Decide whether each statement below agrees with the text on clustering configurations. Answer yes or no for each and quote the exact words of the text that decide it.
1. Of the configurations listed, K-Means shows the most severe cluster collapse.
2. Vanilla vMF is no longer prone to collapse.
3. Spherical geometry alone is enough for effective long-tail cluster preservation.

*Text block*.

⁂

Configuration	Average	Description
K-Means (Euclidean + Hard)	38.5	Fully Euclidean; most severe cluster collapse.
Spherical K-Means (Spherical + Hard)	↑	Metric shifted to cosine; mitigates anisotropy.
Vanilla vMF (Spherical Soft, No Reg.)	↑↑	Riemannian generative model used; still prone to collapse.
GEM (Full)	Highest	Addition of empirical mass balance regularization truly opens long-tail.

Sensitivity to cluster count \(K\in\{12, 16, 24, 32, 36, 48\}\) (Figure 5): Performance peaks at \(K=36\) (41.21%) and drops slightly at \(K=48\), indicating that "over-fragmentation" introduces noise.

Key Findings¶

"Spherical geometry" and "balance regularization" provide monotonically cumulative gains (Euclidean \(\rightarrow\) Spherical \(\rightarrow\) vMF \(\rightarrow\) GEM). Effective long-tail cluster preservation requires both components.

⁂

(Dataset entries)
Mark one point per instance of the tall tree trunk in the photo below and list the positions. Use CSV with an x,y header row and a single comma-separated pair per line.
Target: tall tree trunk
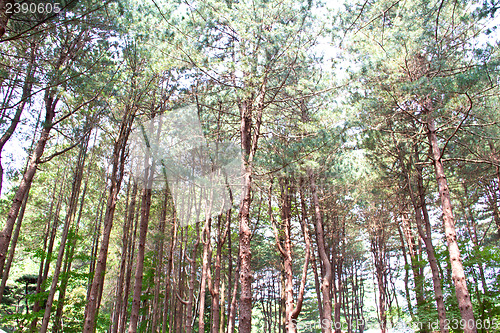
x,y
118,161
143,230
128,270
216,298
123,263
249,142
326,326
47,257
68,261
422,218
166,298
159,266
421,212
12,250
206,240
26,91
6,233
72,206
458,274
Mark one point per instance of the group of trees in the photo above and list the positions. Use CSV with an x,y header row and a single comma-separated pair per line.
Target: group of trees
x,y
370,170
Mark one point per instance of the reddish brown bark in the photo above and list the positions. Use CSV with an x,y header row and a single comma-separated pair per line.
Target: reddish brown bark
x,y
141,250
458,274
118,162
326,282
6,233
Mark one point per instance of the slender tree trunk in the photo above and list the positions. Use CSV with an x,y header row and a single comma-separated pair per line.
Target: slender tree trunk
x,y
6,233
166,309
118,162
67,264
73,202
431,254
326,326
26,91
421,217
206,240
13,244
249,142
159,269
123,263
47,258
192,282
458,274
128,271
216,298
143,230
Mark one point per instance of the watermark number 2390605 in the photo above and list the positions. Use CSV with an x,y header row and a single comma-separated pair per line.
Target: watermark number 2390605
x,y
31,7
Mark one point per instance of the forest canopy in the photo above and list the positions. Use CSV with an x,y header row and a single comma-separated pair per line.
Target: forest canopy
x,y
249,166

⁂

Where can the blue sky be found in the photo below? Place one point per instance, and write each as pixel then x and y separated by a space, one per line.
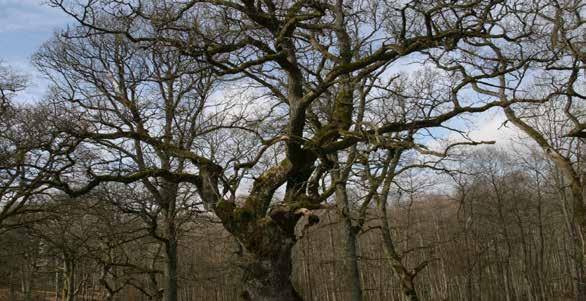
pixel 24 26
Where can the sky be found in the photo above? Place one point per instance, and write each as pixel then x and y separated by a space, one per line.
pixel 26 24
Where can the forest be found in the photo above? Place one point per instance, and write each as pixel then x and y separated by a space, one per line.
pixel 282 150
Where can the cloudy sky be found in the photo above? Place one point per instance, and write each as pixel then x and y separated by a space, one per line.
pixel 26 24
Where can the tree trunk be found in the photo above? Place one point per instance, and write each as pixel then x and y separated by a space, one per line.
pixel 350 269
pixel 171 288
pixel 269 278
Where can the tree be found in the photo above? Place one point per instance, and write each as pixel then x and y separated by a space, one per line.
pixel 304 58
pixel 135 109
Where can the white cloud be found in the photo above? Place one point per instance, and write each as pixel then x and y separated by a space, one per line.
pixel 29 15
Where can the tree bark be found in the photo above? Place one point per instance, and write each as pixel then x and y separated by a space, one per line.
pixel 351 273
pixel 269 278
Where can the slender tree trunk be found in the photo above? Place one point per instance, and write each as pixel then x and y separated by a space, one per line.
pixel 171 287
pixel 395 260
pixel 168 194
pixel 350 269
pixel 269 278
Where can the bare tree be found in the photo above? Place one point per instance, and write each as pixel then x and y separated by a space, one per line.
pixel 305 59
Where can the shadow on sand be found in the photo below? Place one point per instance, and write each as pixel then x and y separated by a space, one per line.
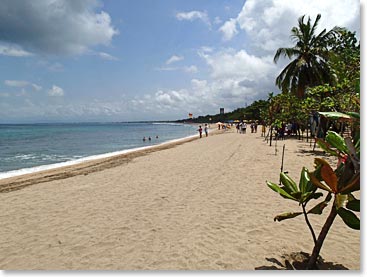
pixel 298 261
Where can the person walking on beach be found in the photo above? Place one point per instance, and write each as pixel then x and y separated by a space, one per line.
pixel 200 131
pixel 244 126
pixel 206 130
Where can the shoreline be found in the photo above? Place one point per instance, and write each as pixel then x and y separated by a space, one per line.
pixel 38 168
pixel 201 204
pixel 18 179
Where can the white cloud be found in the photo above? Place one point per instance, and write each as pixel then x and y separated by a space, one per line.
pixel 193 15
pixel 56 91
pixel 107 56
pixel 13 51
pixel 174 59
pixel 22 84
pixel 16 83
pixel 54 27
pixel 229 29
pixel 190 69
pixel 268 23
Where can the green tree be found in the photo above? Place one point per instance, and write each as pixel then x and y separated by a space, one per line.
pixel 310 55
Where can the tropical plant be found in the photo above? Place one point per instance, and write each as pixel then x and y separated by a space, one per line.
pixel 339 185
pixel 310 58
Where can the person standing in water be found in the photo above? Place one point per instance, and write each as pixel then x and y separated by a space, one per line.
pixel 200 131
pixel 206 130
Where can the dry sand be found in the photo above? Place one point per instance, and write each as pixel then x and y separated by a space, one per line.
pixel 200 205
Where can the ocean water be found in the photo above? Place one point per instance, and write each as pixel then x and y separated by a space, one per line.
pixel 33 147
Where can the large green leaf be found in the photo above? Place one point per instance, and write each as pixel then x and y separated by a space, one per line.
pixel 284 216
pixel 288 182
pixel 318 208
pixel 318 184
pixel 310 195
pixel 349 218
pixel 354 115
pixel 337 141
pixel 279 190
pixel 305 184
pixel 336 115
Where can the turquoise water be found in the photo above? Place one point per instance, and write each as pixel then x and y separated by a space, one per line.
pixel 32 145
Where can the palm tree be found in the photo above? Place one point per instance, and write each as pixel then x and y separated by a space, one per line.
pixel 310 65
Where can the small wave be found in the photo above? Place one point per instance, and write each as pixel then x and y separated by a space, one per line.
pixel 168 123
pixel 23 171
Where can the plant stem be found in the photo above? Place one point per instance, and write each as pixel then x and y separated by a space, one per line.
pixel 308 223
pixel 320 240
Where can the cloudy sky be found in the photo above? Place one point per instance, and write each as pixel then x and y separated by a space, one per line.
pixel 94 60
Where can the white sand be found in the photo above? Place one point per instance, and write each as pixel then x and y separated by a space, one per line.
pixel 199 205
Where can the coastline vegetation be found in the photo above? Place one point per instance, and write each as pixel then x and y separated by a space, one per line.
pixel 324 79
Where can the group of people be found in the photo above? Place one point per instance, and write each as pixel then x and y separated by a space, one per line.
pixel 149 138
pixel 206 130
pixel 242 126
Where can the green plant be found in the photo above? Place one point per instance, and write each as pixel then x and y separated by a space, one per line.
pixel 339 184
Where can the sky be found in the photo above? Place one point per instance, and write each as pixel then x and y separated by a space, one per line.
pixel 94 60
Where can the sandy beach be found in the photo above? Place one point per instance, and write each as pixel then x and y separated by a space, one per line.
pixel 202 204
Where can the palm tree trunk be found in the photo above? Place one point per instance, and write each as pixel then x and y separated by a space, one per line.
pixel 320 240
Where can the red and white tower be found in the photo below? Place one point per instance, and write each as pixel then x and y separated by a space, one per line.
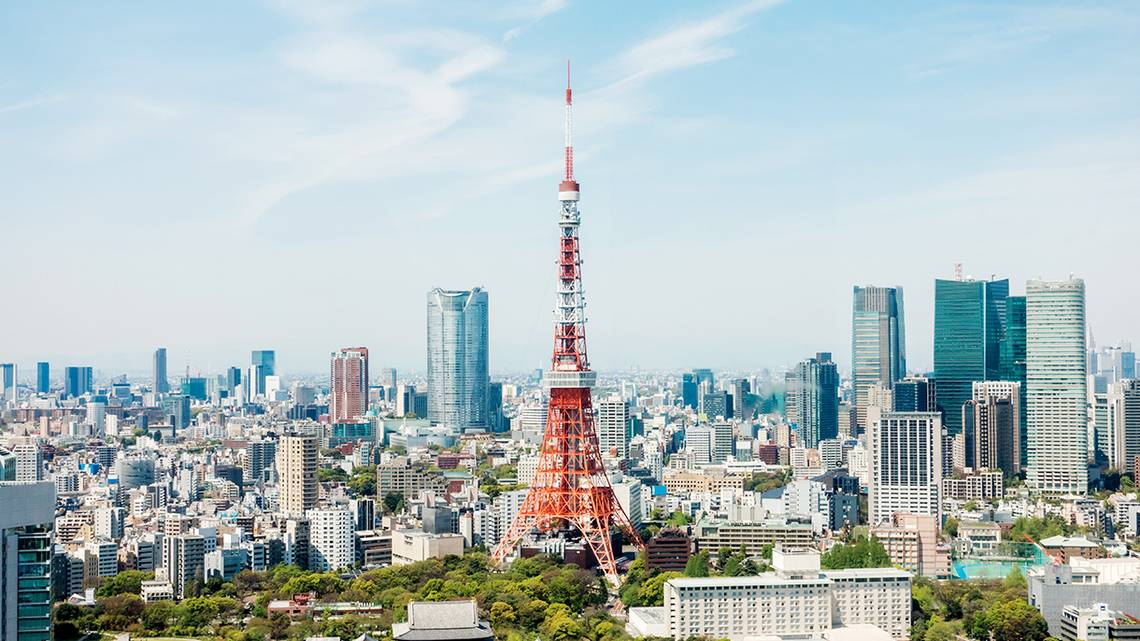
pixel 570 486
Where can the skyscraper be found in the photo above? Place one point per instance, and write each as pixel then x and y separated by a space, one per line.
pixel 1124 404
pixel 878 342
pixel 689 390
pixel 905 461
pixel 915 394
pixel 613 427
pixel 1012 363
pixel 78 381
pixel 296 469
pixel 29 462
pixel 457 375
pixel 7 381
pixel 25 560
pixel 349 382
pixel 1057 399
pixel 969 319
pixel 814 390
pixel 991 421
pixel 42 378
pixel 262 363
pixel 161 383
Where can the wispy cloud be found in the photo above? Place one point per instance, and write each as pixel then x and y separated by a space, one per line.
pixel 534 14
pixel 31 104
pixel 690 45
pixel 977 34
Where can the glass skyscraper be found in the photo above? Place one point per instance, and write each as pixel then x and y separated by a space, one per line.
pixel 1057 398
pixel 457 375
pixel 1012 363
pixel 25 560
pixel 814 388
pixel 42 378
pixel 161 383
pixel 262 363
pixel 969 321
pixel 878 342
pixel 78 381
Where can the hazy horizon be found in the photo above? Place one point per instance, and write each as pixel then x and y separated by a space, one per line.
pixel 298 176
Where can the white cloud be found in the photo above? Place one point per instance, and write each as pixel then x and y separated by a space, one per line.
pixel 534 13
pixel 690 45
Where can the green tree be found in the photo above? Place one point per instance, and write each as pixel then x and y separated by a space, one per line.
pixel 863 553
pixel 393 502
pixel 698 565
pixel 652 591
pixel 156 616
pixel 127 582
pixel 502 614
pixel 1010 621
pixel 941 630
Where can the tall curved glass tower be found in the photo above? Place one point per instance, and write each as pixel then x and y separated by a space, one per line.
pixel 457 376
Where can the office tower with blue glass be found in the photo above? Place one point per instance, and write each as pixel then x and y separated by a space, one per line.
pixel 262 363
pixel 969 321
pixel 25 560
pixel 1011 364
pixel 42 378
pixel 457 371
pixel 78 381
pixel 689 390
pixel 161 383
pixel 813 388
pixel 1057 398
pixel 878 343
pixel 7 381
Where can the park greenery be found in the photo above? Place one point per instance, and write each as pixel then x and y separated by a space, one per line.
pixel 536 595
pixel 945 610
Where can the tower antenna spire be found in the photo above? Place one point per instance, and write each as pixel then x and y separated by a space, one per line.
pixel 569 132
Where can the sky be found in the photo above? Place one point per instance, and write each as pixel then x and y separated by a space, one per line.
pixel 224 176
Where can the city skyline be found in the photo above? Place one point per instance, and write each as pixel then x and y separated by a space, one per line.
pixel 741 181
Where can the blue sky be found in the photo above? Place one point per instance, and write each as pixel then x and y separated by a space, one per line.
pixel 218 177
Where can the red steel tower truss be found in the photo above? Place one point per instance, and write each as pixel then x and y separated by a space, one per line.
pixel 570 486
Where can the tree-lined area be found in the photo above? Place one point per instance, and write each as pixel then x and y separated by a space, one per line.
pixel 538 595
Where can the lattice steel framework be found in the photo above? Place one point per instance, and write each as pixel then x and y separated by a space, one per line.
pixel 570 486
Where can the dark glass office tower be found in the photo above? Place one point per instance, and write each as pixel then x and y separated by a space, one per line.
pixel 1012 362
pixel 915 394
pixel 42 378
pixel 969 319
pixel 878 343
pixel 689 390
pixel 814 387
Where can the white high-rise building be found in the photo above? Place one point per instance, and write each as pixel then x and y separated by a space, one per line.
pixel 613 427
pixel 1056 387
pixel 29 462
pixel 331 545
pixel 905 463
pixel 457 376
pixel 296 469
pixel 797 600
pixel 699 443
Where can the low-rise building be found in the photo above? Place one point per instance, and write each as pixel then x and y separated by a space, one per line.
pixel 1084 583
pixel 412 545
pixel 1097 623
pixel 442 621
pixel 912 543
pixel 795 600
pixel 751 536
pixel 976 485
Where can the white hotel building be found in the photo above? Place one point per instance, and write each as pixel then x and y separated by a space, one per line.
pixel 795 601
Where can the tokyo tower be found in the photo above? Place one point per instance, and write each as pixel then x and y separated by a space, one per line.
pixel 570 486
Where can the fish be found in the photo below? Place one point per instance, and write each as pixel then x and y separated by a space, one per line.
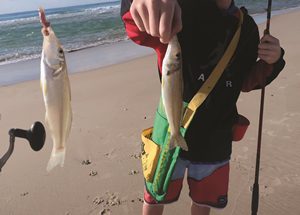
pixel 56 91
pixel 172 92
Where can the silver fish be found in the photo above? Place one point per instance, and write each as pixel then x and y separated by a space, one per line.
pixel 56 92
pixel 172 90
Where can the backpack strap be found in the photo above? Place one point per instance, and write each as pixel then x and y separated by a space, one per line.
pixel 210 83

⁂

*Output for this task*.
1. Yes: "most severe cluster collapse."
2. No: "still prone to collapse."
3. No: "Effective long-tail cluster preservation requires both components."